■ **TASK GOAL**
Extract the full listing below without altering a single character.
____ RECORDS FOR THE TASK
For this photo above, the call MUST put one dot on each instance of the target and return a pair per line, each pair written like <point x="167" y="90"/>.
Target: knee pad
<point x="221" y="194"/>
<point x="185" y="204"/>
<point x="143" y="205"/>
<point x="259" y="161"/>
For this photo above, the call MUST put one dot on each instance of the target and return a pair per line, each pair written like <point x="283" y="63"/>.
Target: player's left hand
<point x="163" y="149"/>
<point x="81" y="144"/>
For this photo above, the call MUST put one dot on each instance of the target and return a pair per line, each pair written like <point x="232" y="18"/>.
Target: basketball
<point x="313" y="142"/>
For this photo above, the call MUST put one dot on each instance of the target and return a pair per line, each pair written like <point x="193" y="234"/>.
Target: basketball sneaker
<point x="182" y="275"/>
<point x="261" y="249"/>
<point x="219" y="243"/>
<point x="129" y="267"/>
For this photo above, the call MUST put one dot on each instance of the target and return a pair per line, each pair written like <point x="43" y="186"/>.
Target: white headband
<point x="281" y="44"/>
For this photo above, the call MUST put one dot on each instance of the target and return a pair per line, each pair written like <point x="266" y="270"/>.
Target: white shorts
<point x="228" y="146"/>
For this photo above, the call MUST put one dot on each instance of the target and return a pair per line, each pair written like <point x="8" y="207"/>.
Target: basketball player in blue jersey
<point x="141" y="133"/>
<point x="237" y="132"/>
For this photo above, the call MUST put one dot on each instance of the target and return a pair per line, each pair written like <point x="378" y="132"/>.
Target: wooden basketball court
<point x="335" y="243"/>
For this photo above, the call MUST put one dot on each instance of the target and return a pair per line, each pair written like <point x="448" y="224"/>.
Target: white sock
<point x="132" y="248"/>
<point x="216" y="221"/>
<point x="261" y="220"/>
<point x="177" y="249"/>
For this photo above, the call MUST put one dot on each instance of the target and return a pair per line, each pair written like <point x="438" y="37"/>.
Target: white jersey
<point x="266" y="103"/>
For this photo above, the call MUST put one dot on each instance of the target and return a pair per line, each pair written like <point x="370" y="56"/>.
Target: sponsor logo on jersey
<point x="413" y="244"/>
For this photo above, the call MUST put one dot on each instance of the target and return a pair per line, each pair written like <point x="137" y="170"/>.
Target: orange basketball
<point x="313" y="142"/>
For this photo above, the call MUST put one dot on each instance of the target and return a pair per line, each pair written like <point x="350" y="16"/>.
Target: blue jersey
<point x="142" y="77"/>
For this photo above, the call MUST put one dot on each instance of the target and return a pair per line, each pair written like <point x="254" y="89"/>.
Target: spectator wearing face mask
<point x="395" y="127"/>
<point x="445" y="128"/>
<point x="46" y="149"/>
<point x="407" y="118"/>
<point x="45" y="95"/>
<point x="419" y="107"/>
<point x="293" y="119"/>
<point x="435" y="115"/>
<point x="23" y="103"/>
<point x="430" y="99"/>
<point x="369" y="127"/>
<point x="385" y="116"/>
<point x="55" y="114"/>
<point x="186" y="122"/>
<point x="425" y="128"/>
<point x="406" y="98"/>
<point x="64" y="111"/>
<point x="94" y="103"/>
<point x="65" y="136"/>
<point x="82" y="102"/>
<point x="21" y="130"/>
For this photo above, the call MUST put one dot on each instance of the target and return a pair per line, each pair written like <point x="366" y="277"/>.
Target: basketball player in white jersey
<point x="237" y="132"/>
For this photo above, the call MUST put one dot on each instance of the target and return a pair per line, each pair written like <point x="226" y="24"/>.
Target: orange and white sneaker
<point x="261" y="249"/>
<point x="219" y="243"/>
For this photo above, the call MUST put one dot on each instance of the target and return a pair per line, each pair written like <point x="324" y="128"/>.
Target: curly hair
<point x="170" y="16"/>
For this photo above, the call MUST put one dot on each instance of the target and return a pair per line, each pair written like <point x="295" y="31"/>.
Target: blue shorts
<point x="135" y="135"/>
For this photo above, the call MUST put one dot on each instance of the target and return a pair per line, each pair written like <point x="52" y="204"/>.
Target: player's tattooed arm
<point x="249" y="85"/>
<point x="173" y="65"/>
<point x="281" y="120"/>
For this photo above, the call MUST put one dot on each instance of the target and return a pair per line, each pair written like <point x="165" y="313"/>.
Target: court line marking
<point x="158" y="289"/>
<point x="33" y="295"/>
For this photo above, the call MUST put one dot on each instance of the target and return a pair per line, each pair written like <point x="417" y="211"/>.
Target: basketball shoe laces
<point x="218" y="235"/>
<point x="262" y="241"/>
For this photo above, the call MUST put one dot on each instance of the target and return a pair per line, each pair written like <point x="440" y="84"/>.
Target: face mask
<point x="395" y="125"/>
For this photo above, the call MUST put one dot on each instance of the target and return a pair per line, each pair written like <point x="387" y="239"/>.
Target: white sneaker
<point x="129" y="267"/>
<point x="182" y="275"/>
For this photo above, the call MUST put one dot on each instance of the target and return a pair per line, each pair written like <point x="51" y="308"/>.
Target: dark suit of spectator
________
■ **EXPECTED OUTPUT**
For this photo above, the call MUST put one dot on each instance of the target and return a pair per line, each pair written like <point x="167" y="90"/>.
Target: knee pad
<point x="221" y="194"/>
<point x="185" y="204"/>
<point x="143" y="205"/>
<point x="259" y="161"/>
For this photo above, the call MUST put one dot on each instance of the target and return a pair per line, each pair written like <point x="283" y="63"/>.
Target: player's left hand
<point x="163" y="149"/>
<point x="81" y="144"/>
For this photo above, the call MUST put one dot on each instance of the target and return a pair per line, each pair written like <point x="232" y="18"/>.
Target: basketball
<point x="313" y="142"/>
For this photo above, the call MUST put one dot on each instance of the target and return a pair per line, each pair written like <point x="193" y="234"/>.
Target: basketball sneaker
<point x="182" y="275"/>
<point x="261" y="249"/>
<point x="219" y="243"/>
<point x="129" y="267"/>
For this photo above, the call MUST put one dot on each instance of the target and return a pair per line, each pair written like <point x="43" y="186"/>.
Target: white headband
<point x="281" y="44"/>
For this photo above, the call MUST put one dot on each instance of the target and return a pair per line, each pair written like <point x="266" y="270"/>.
Target: white shorts
<point x="228" y="146"/>
For this photo above, the call MUST put one dot on each instance of the target and return a pair per line, each pair written like <point x="8" y="207"/>.
Target: basketball player in blue jersey
<point x="141" y="133"/>
<point x="237" y="132"/>
For this photo above, the call MUST put one dot on each instance of the target and return a pair per line, each pair written like <point x="378" y="132"/>.
Target: wooden basketball court
<point x="335" y="243"/>
For this photo above, the call MUST put one dot on each instance of the target and return a pair per line, each pair written like <point x="448" y="224"/>.
Target: white sock
<point x="132" y="248"/>
<point x="216" y="221"/>
<point x="261" y="220"/>
<point x="177" y="249"/>
For this photo above, the call MUST put one dot on each instance of the target and return a pair per line, each pair written like <point x="438" y="37"/>.
Target: white jersey
<point x="266" y="103"/>
For this photo above, the call MUST put one dot on each instance of the target and return a pair per line, each pair written like <point x="370" y="56"/>.
Target: sponsor logo on jersey
<point x="413" y="244"/>
For this photo above, the call MUST put one dot on each instance of the target and return a pair per line, each pair written like <point x="137" y="170"/>.
Target: orange basketball
<point x="313" y="142"/>
For this photo above, the call MUST put one dot on each instance of the target and return a pair per line, each pair written like <point x="350" y="16"/>.
Target: blue jersey
<point x="142" y="77"/>
For this photo above, the call MUST put one dot on each instance of the target and return a pair per line, each pair written like <point x="254" y="89"/>.
Target: spectator wearing face mask
<point x="395" y="127"/>
<point x="445" y="128"/>
<point x="46" y="149"/>
<point x="407" y="118"/>
<point x="45" y="95"/>
<point x="419" y="107"/>
<point x="293" y="119"/>
<point x="435" y="115"/>
<point x="23" y="103"/>
<point x="430" y="99"/>
<point x="369" y="127"/>
<point x="385" y="116"/>
<point x="55" y="114"/>
<point x="186" y="122"/>
<point x="425" y="128"/>
<point x="406" y="98"/>
<point x="64" y="111"/>
<point x="94" y="103"/>
<point x="65" y="136"/>
<point x="82" y="102"/>
<point x="21" y="130"/>
For this photo above, the call MUST put one dot on each instance of the target and return a pair per line, each pair written like <point x="366" y="277"/>.
Target: basketball player in white jersey
<point x="237" y="132"/>
For this photo above, the call MUST put one dot on each instance of the target and return a pair per line, each pair written like <point x="226" y="24"/>.
Target: orange and white sneaker
<point x="261" y="249"/>
<point x="219" y="243"/>
For this photo above, the call MUST put one dot on each instance of the target and return a pair per line, each pair written like <point x="324" y="128"/>.
Target: curly hair
<point x="170" y="16"/>
For this photo above, the call MUST put one dot on each instance of the target and return a pair per line, each pair written like <point x="295" y="31"/>.
Target: blue shorts
<point x="135" y="135"/>
For this photo above, the call MUST put one dot on each instance of the target and return a pair per line, each pair written like <point x="52" y="204"/>.
Target: player's tattooed arm
<point x="249" y="85"/>
<point x="173" y="65"/>
<point x="281" y="120"/>
For this photo above, the call MUST put one dot on each instance of the target and return a pair per line, each pair written like <point x="165" y="313"/>.
Target: court line marking
<point x="158" y="289"/>
<point x="33" y="295"/>
For this photo above, the call MUST put one dot on each instance of the target and return a pair per line, each pair written like <point x="417" y="211"/>.
Target: basketball shoe laces
<point x="218" y="235"/>
<point x="262" y="241"/>
For this photo above, the call MUST put one dot on each instance of the target and return a pair per line, each pair written like <point x="440" y="84"/>.
Target: face mask
<point x="395" y="125"/>
For this photo above, the call MUST put one dot on each instance of the target and return a pair per line, each pair written like <point x="387" y="239"/>.
Target: white sneaker
<point x="129" y="267"/>
<point x="182" y="275"/>
For this photo above, the call MUST put one dot on each instance of the target and return a pair per line, each pair written like <point x="51" y="308"/>.
Target: dark suit of spectator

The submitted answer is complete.